■ **Your objective**: Reproduce the following listing line for line, without any alteration, and omit all pictures from your reproduction.

■ **Dataset**:

○ ○ ○ ○

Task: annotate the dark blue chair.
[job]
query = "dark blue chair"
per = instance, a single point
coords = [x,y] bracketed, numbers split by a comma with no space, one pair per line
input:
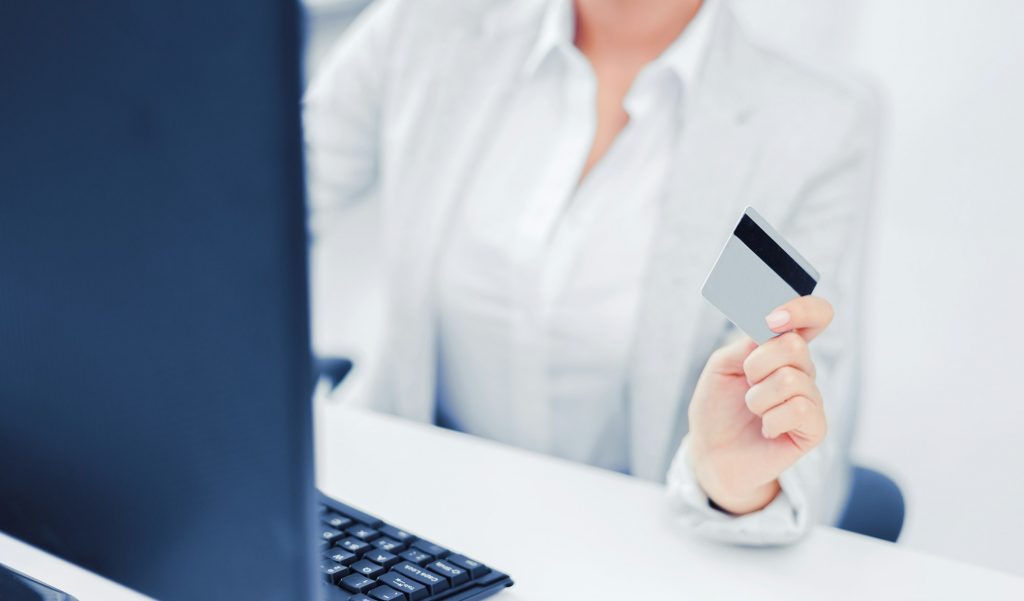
[876,506]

○ ○ ○ ○

■ **Answer to the task**:
Task: annotate the dark blue chair.
[job]
query = "dark blue chair"
per = instance, a single point
coords = [x,y] bracketed, numbers split by a comma with no space, one pair per line
input:
[876,506]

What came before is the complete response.